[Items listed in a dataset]

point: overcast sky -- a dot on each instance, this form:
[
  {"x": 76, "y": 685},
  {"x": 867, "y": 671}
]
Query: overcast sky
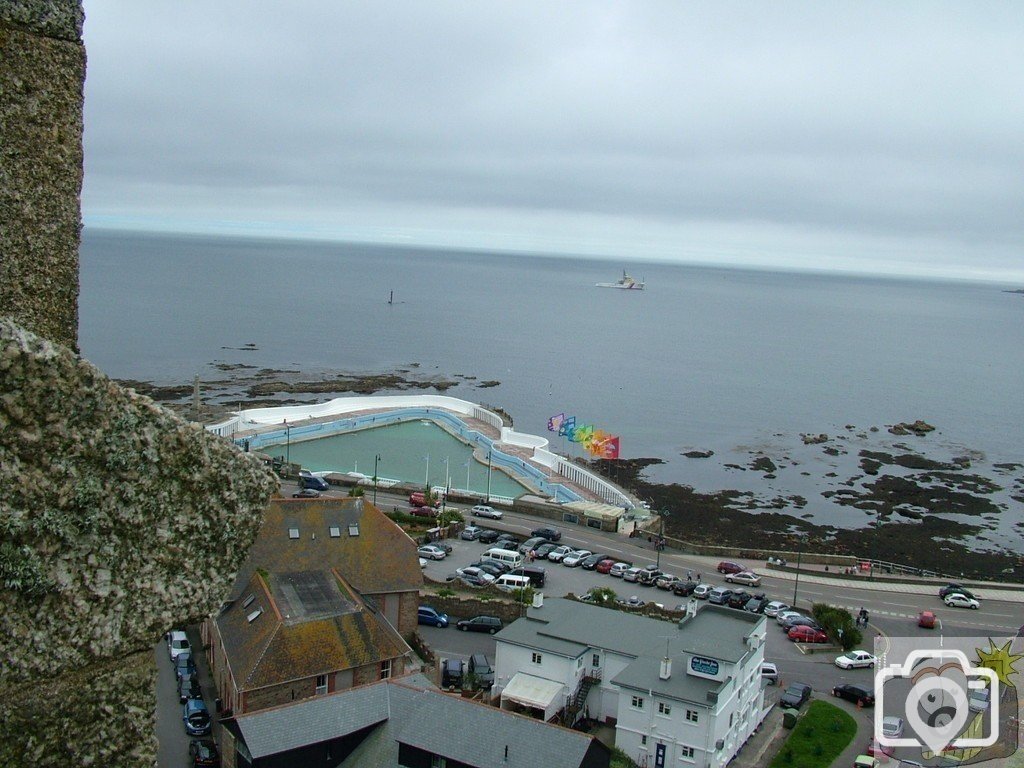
[{"x": 880, "y": 137}]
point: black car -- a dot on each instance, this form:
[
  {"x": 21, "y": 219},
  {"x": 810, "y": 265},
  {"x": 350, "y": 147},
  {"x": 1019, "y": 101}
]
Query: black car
[
  {"x": 795, "y": 695},
  {"x": 188, "y": 688},
  {"x": 480, "y": 624},
  {"x": 203, "y": 753},
  {"x": 856, "y": 693},
  {"x": 591, "y": 562},
  {"x": 487, "y": 536},
  {"x": 550, "y": 534},
  {"x": 684, "y": 589}
]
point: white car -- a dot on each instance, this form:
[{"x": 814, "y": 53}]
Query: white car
[
  {"x": 957, "y": 600},
  {"x": 432, "y": 552},
  {"x": 892, "y": 727},
  {"x": 854, "y": 659},
  {"x": 558, "y": 553},
  {"x": 577, "y": 557},
  {"x": 482, "y": 510},
  {"x": 747, "y": 578}
]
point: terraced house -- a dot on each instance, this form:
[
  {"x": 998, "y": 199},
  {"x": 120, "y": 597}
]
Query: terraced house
[{"x": 326, "y": 602}]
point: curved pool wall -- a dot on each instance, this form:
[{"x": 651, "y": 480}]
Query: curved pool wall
[{"x": 438, "y": 409}]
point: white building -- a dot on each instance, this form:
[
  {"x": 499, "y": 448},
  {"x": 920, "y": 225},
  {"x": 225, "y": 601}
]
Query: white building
[{"x": 679, "y": 694}]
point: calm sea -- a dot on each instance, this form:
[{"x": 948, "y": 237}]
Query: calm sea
[{"x": 736, "y": 361}]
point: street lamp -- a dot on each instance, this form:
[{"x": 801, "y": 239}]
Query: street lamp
[{"x": 377, "y": 458}]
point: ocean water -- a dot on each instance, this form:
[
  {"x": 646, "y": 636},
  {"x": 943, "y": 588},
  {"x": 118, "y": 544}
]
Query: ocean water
[{"x": 736, "y": 361}]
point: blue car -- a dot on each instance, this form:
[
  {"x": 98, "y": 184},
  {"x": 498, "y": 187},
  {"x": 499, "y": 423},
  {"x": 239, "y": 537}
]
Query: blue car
[
  {"x": 196, "y": 717},
  {"x": 431, "y": 617}
]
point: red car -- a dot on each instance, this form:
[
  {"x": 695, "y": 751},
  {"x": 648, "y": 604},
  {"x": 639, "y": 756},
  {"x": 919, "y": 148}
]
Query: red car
[{"x": 802, "y": 634}]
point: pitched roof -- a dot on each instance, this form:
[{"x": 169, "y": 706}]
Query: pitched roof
[
  {"x": 380, "y": 558},
  {"x": 308, "y": 624}
]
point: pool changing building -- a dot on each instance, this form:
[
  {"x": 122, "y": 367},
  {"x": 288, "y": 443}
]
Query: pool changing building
[{"x": 688, "y": 693}]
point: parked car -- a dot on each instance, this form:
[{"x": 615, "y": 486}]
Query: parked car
[
  {"x": 745, "y": 578},
  {"x": 480, "y": 669},
  {"x": 452, "y": 673},
  {"x": 188, "y": 687},
  {"x": 177, "y": 642},
  {"x": 858, "y": 694},
  {"x": 431, "y": 616},
  {"x": 576, "y": 558},
  {"x": 552, "y": 535},
  {"x": 591, "y": 562},
  {"x": 196, "y": 717},
  {"x": 431, "y": 552},
  {"x": 203, "y": 754},
  {"x": 484, "y": 510},
  {"x": 956, "y": 600},
  {"x": 480, "y": 624},
  {"x": 855, "y": 659},
  {"x": 558, "y": 553},
  {"x": 807, "y": 635},
  {"x": 795, "y": 695}
]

__TASK__
Here the job is to print all the data exactly, skipping any image.

__WRITTEN SOLUTION__
point: overcast sky -- a dot on each instance, this form:
[
  {"x": 76, "y": 685},
  {"x": 867, "y": 671}
]
Query: overcast sky
[{"x": 880, "y": 137}]
point: black car -- a dot on each instance, this form:
[
  {"x": 21, "y": 219},
  {"x": 810, "y": 265},
  {"x": 350, "y": 147},
  {"x": 1019, "y": 101}
]
Query: black car
[
  {"x": 795, "y": 695},
  {"x": 188, "y": 688},
  {"x": 480, "y": 624},
  {"x": 203, "y": 753},
  {"x": 856, "y": 693},
  {"x": 591, "y": 562},
  {"x": 487, "y": 536},
  {"x": 550, "y": 534},
  {"x": 684, "y": 589}
]
point: white car -- a dot on each instance, this form:
[{"x": 814, "y": 53}]
Query: white car
[
  {"x": 957, "y": 600},
  {"x": 432, "y": 552},
  {"x": 892, "y": 727},
  {"x": 854, "y": 659},
  {"x": 558, "y": 553},
  {"x": 577, "y": 557},
  {"x": 482, "y": 510},
  {"x": 747, "y": 578}
]
point: terraced house -- a dot on each instance, this form:
[
  {"x": 998, "y": 199},
  {"x": 120, "y": 597}
]
Query: terraced house
[{"x": 326, "y": 602}]
point: curved pool wall -- a dot on each instance, this form:
[{"x": 651, "y": 480}]
Query: curved pool wall
[{"x": 438, "y": 409}]
point: white building -- a dot on each instance, this form:
[
  {"x": 499, "y": 448},
  {"x": 920, "y": 225},
  {"x": 225, "y": 601}
]
Query: white building
[{"x": 679, "y": 694}]
point: calm sea -- a dot on each instance, this form:
[{"x": 948, "y": 237}]
Query: calm sea
[{"x": 736, "y": 361}]
point: street lamp -- a dot on each instance, this form:
[{"x": 801, "y": 239}]
Query: street lamp
[{"x": 377, "y": 458}]
point: ocean water -- a dot on each instance, this form:
[
  {"x": 646, "y": 636},
  {"x": 943, "y": 588},
  {"x": 118, "y": 544}
]
Query: ocean water
[{"x": 736, "y": 361}]
point: blue car -- a dot on each instance, this form:
[
  {"x": 98, "y": 184},
  {"x": 498, "y": 187},
  {"x": 499, "y": 423},
  {"x": 239, "y": 537}
]
Query: blue car
[
  {"x": 196, "y": 717},
  {"x": 431, "y": 617}
]
point: red car -- a dot on each instance, this form:
[
  {"x": 695, "y": 751},
  {"x": 648, "y": 604},
  {"x": 639, "y": 756},
  {"x": 919, "y": 148}
]
Query: red car
[{"x": 802, "y": 634}]
point: pitched roof -- a dot on each instance, this form:
[{"x": 169, "y": 706}]
Query: pitched roof
[
  {"x": 380, "y": 558},
  {"x": 308, "y": 624}
]
point: pool changing building -- a dot on each instance, this form:
[
  {"x": 122, "y": 367},
  {"x": 288, "y": 443}
]
Query: pool changing building
[{"x": 688, "y": 693}]
point: parked car -- a dot on each instance, this form:
[{"x": 615, "y": 486}]
Query: parked car
[
  {"x": 745, "y": 578},
  {"x": 480, "y": 669},
  {"x": 452, "y": 673},
  {"x": 188, "y": 687},
  {"x": 177, "y": 642},
  {"x": 858, "y": 694},
  {"x": 431, "y": 616},
  {"x": 576, "y": 558},
  {"x": 552, "y": 535},
  {"x": 591, "y": 562},
  {"x": 196, "y": 717},
  {"x": 431, "y": 552},
  {"x": 203, "y": 754},
  {"x": 484, "y": 510},
  {"x": 956, "y": 600},
  {"x": 480, "y": 624},
  {"x": 855, "y": 659},
  {"x": 558, "y": 553},
  {"x": 807, "y": 635},
  {"x": 795, "y": 695}
]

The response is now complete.